**What you are asked to do:** Resume the forum post about file name encoding in zip archives, writing on from its last sentence.

**Passage:**

@Kevin & @DiapDealer...I've got the epub_zip_up_book_contents() working in the plugin and when it converts the Polish ebook -- Brassia Grim -- to epub, the epub is exactly the same as before -- the file names displayed in the epub in Sigil's Book Browser are DOS Latin and not in UTF8 encoding showing Polish characters. The contents.xhtml toc items are also exactly the same as before.
I must also add that at no point in my plugin app do I handle read/writes to and from files in anything else but UTF8.
And in my desperate trawlings for more information about zip files on the internet I stumbled across what might be a rather large gorilla in the room.
I found out that the Windows NTFS file system(used on Windows 7, 8 & 10) uses UTF16 for all file names.
So here's another question:
Can python's ZipInfo object and flag bits be set to allow a UTF16 NTFS file name to be added to a zip file as UTF8? Or will the UTF16 filename automatically always revert to DOS Latin encoding instead in the zip archive? I'm asking this question because when I checked WinRaR's ability to change internal file name encoding by going to Options > Name Encoding in the app, there was no UTF16 option -- only UTF8.

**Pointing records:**
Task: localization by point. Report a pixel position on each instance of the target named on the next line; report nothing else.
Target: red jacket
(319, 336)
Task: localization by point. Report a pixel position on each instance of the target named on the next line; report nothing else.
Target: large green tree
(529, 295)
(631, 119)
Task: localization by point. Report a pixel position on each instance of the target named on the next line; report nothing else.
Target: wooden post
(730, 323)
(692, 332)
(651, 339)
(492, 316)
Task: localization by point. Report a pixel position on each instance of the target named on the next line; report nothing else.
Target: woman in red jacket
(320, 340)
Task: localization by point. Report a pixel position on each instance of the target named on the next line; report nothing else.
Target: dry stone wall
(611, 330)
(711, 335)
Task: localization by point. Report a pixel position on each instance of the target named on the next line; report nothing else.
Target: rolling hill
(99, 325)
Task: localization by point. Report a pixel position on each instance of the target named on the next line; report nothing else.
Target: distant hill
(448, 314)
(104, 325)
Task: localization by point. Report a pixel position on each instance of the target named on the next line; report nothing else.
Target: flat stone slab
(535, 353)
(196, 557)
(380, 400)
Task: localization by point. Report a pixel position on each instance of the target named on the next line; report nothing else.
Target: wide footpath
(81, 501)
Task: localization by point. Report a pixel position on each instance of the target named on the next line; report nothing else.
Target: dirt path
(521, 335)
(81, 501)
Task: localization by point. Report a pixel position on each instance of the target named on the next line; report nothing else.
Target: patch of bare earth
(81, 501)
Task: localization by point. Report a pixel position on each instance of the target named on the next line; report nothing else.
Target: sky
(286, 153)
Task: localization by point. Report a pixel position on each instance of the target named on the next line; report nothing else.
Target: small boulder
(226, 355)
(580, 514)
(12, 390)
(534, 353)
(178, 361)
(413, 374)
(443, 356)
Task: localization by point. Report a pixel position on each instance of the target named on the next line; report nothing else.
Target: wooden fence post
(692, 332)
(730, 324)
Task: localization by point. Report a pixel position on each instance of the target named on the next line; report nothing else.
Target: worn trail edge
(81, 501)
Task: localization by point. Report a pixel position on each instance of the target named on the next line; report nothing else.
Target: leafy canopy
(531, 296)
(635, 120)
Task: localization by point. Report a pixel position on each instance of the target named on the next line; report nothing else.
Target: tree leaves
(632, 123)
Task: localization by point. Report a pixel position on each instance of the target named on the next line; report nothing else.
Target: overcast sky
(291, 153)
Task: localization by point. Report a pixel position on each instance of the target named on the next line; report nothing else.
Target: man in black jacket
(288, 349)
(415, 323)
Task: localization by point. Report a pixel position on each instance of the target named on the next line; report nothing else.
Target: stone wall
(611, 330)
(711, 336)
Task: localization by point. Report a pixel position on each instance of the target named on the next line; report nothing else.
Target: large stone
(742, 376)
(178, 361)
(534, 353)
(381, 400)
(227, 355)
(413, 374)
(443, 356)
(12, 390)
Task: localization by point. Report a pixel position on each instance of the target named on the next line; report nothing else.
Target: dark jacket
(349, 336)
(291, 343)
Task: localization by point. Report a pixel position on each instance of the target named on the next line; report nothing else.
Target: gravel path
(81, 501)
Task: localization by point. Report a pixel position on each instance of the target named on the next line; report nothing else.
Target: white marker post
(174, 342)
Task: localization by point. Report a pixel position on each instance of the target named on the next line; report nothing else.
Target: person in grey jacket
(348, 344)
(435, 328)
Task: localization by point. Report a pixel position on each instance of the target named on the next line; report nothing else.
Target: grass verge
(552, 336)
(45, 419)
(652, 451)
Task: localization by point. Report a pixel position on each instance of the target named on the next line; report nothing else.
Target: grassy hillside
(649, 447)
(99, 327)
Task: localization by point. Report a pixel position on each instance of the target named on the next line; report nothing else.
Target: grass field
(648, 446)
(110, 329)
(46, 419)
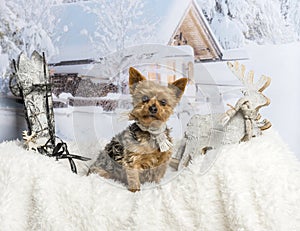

**Exercise result:**
Lastly, I'm quite open and willing to believe that python's ZipFile module can convert and store UTF8 file names, but as yet I have seen no evidence of this happening either in my module or after using the epub_zip_up_book_contents() function from the PLugin Framework. It also hasn't helped that Python's documentation appears to be absolutely nil concerning proper detailed descriptions of what the zipinfo flag bits do and how to use them. I'm now off to try and perhaps find some decent and reliable flag bit code from Nullege or Git Hub and the like.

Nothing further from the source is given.